PROBLEM DESCRIPTION
Your output should be every line below, copied exactly.

ENTRIES SHOWN
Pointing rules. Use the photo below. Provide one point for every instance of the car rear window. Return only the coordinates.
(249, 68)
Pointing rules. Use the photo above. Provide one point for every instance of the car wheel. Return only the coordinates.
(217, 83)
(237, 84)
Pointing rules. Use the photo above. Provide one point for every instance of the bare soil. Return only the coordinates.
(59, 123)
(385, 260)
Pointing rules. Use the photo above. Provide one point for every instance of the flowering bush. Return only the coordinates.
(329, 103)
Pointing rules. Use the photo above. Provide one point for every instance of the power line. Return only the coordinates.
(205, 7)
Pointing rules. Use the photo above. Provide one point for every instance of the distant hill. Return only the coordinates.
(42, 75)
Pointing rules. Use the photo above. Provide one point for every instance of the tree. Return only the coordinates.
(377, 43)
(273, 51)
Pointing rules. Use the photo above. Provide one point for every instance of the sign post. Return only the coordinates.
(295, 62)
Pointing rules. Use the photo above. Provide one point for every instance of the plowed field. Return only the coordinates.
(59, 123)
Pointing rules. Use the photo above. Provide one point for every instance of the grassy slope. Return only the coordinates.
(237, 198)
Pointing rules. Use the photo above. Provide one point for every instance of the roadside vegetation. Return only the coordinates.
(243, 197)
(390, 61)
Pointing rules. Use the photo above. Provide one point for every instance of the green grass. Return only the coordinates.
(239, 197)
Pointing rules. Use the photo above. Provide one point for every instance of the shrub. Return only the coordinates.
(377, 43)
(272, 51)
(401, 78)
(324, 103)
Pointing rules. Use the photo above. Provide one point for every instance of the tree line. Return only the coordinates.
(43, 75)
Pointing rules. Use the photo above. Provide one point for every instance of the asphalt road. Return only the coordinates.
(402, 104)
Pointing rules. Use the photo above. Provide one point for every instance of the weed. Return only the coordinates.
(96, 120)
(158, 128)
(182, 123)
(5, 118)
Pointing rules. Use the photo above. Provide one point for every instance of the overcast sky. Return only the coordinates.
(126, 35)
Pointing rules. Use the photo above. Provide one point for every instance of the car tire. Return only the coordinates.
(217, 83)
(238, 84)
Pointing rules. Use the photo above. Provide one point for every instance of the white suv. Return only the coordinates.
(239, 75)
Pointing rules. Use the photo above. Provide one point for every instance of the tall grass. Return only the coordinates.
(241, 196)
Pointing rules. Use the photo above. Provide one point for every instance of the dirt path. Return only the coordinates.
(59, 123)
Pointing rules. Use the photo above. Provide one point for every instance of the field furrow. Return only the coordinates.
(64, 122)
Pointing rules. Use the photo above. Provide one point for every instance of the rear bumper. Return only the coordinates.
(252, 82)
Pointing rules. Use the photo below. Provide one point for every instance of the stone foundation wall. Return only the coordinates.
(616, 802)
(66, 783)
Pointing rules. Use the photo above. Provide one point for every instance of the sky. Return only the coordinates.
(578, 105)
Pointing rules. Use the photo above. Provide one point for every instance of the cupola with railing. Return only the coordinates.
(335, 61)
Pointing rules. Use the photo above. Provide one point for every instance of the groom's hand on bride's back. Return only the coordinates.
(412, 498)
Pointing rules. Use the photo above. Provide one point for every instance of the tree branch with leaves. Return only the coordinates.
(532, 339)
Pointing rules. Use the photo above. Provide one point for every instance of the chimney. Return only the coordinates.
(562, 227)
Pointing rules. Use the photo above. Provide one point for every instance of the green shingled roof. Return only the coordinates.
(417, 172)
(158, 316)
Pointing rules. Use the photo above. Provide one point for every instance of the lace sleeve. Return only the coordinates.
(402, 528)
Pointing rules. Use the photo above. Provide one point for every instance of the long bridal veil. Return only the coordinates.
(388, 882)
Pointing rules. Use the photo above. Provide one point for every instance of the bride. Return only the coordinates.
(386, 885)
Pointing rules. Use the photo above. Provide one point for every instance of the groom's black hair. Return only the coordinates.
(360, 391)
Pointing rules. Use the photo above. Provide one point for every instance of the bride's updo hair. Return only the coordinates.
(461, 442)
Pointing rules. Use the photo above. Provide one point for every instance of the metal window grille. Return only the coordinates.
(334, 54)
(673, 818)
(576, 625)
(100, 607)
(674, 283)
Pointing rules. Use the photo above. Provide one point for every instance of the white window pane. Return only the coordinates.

RESPONSE TO THE EXERCISE
Pointing rules. Use the photo below. Provide one point for every instance of the car rear window. Return only the coordinates.
(249, 68)
Pointing rules. Use the photo above. Provide one point for every instance of the car wheel. Return only the coordinates.
(217, 83)
(237, 84)
Pointing rules. Use the photo above. Provide one point for every instance of the bare soil. Return only the coordinates.
(59, 123)
(385, 260)
Pointing rules. Use the photo above. Provide one point for every instance of the flowering bush. Return only the coordinates.
(329, 103)
Pointing rules. Use the photo above. Provide one point for every instance of the power line. Return only the coordinates.
(205, 7)
Pointing rules. Use the photo above. Provide one point for every instance of the distant hill. Return only the coordinates.
(42, 75)
Pointing rules. Use the photo above. Provide one point for every instance of the tree. Return only the coordinates.
(377, 43)
(273, 51)
Pointing rules. Use the photo above. Provide one point for every instance of the sign post. Return only the coordinates.
(295, 62)
Pointing rules. Use the photo above. Provide one point for every instance of the plowed field. Return only the coordinates.
(59, 123)
Pointing rules. Use the photo above. Provide one point for every instance of the grassy slope. Return only the coordinates.
(237, 198)
Pointing rules. Use the photo above. Provide one point for every instance of the roadside vegetation. Return only the coordinates.
(243, 197)
(390, 61)
Pointing rules. Use the photo above. Provide one point for every instance of the green grass. Return only the coordinates.
(239, 197)
Pointing rules. Use the photo above. Provide one point for every instance of the shrub. Return only the coordinates.
(377, 43)
(272, 51)
(401, 78)
(324, 103)
Pointing rules. Use the photo above. Provide one point for every instance of the tree line. Return only the coordinates.
(43, 75)
Pointing rules. Use the photo above. Provide one point for every instance of the asphalt road. Return only the coordinates.
(402, 104)
Pointing rules. Use the photo above. Provide one point for every instance of the weed. Return only the coordinates.
(96, 120)
(158, 128)
(182, 123)
(5, 118)
Pointing rules. Use the photo above. Provide one point for every instance of the overcast sky. Return only the coordinates.
(126, 35)
Pointing rules. Use the photo above. Provide one point for every instance of the car tire. Return only the coordinates.
(217, 83)
(238, 84)
Pointing rules. Use the photo above. Provide one point for every instance of the white suv. Return only the coordinates.
(239, 75)
Pointing rules. Use the photo above. Provide one point for every instance of the tall grass. Return only the coordinates.
(241, 196)
Pointing rules. Use the photo above. Provide one point for every instance of the dirt path. Return only the coordinates.
(59, 123)
Pointing rules. Use the photo above. Provide one point for every instance of the field furrow. Return only the coordinates.
(64, 122)
Pointing rules. Use the photo above. Provide one point for every instance of the rear bumper. Return only the coordinates.
(252, 82)
Pointing rules. Use the photo below. Provide one point for every instance of the stone foundation wall. Return only the coordinates.
(616, 802)
(66, 783)
Pointing rules. Use the photo above. Provide one point for every instance of the sky. Return only the coordinates.
(578, 105)
Pointing rules. Use the photo above. Provide one point for every instance of the cupola with railing. Return only the coordinates.
(335, 61)
Pointing rules. Use the photo above. Provide one point for every instance of the groom's hand on bride's back. Return only the coordinates.
(412, 498)
Pointing rules. Use the photo above. Provide one point for every instance of the tree branch with leaves. Return only the coordinates.
(532, 339)
Pointing rules. Use the photo above. Provide one point for every instance of the chimney. Return only the coordinates.
(562, 227)
Pointing rules. Use the photo above. Provide one point for every instance of the green shingled roof. Return only the coordinates.
(417, 172)
(158, 316)
Pointing rules. Use the photo above. Provide one point for every instance of the lace sleeve. Return only the coordinates.
(402, 528)
Pointing rules. Use the photo above. Provide one point for every instance of the long bridal veil. Return only the coordinates.
(388, 882)
Pointing rules. Use the photo above. Provide one point for every instance of the bride. Return only the coordinates.
(386, 885)
Pointing rules. Use the photo above. Provide one point for every instance of the groom's black hair. Return only the coordinates.
(360, 391)
Pointing rules. Use the photo above. Provide one point for every instance of the bride's updo hair. Return only the coordinates.
(461, 442)
Pointing rules. Use the photo above. Provide one point for every instance of the metal window grille. Return only the coordinates.
(334, 54)
(673, 818)
(576, 625)
(100, 607)
(674, 283)
Pointing rules. Use the photo above. Provide one point for every instance of the white window pane. Return only the coordinates.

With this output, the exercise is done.